There are a few cases where elimination of something
in Prop when trying to build something in Type is allowed:
http://coq.inria.fr/doc/Reference-Manual006.html#singleton

Basically when what you get from this elimination is:
- still in Prop and there's only one case (e.g. accessibility
predicates to define something by well-founded induction)
- nothing (because there are no constructors at all for this
proposition)

--
gallais


On 23 July 2012 17:06, Wolfram Kahl 
<kahl AT cas.mcmaster.ca>
 wrote:
> Still in the context of:
>  >>
>  >>  Inductive IsSome {T : Type} : option T ->  Prop :=
>  >>  |  isSome : forall (r : T), IsSome (Some r).
>  >>
> , on Mon, Jul 23, 2012 at 11:56:59AM -0400, Adam Chlipala wrote:
>  > On 07/23/2012 11:43 AM, Wolfram Kahl wrote:
>  > >``gallais'' wrote:
>  > >
>  > >  >  Lemma IsSome_extract : forall A (x : option A), IsSome x ->  { r | 
> x
>  > >  = Some r }.
>  > >  >  Proof.
>  > >  >  intros A x Hx ; destruct x.
>  > >  >   exists a ; reflexivity.
>  > >  >   apply False_rect.
>  > >  >    inversion Hx.
>  > >  >  Qed.
>  > >
>  > >(That additional equation is indeed essential, and I also had produced
>  > >  it for the other definition in the meantime.)
>  > >I found it surprising that ``inversion Hx'' works here,
>  > >while in my attempt (without the False_rect of gallais),
>  > >it produces a sort error.
>  > >
>  >
>  > The key is that he first applied [False_rect] to move into [Prop].
>
> Since [IsSome None : Prop] I am puzzled; what does ``move into [Prop]'' 
> mean here?
>
>
>> (This is exactly the Curry-Howard analogue of my advice.)
>
> Does this mean that [False_rect] is the only proof term constructor
> that eliminates empty [Prop]s?
>
>
>> P.S.: I really advise _not_ using tactics to build dependently typed
>> definitions with computational content.
>
> I know, and I didn't really want to do it either,
> but I thought I stood a better chance there
> since my ``obviously empty'' match was not accepted...
>
>
> Thanks again,
>
> Wolfram
>
>
>
>

* [Supplied data]
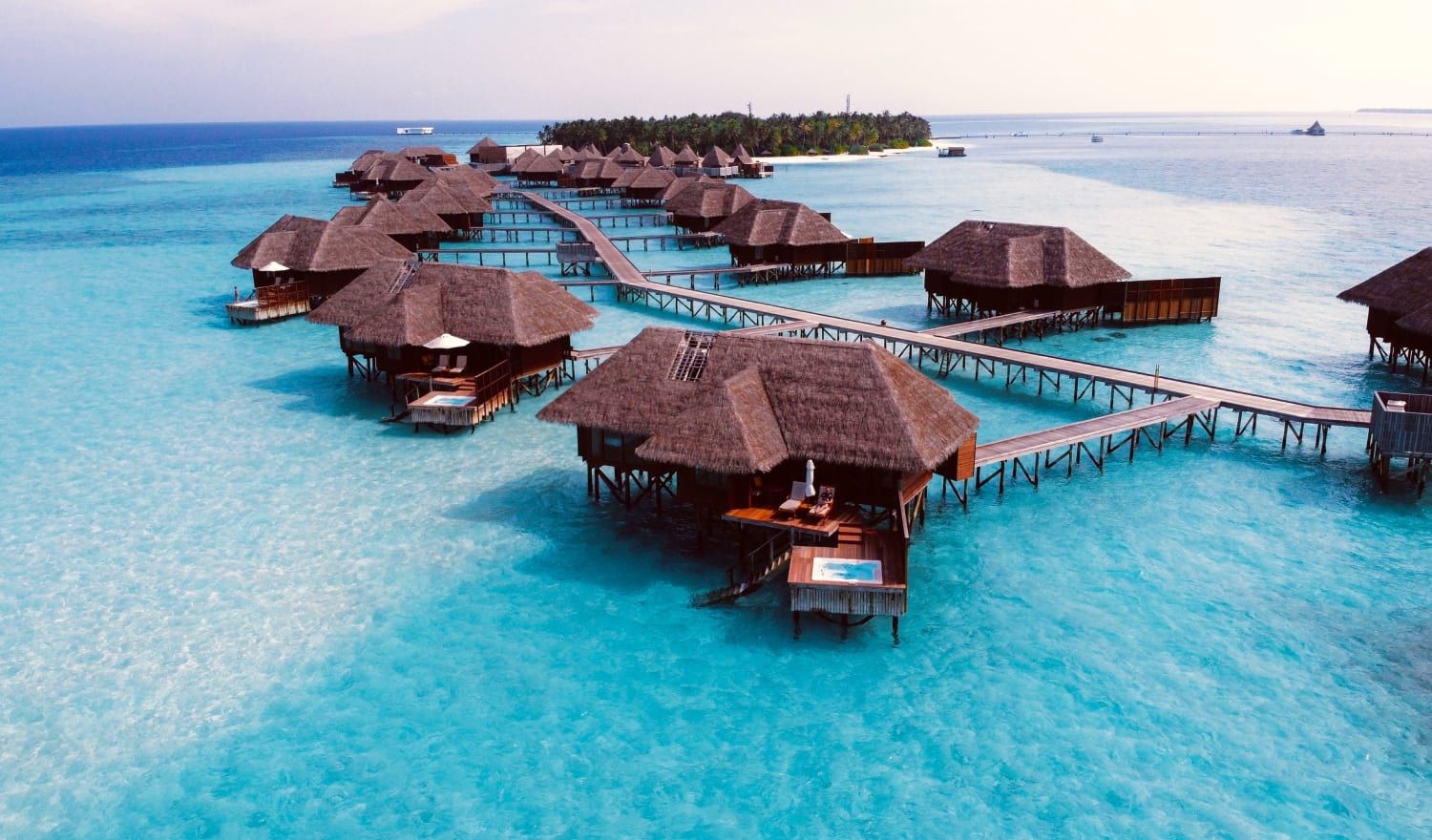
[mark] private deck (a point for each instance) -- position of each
(871, 579)
(768, 516)
(269, 304)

* [Direction]
Repeat word for word the part of the Coq thread from "There are a" up to and including "proposition)". The listing has nothing to do with the Coq thread.

* [Solution]
There are a few cases where elimination of something
in Prop when trying to build something in Type is allowed:
http://coq.inria.fr/doc/Reference-Manual006.html#singleton

Basically when what you get from this elimination is:
- still in Prop and there's only one case (e.g. accessibility
predicates to define something by well-founded induction)
- nothing (because there are no constructors at all for this
proposition)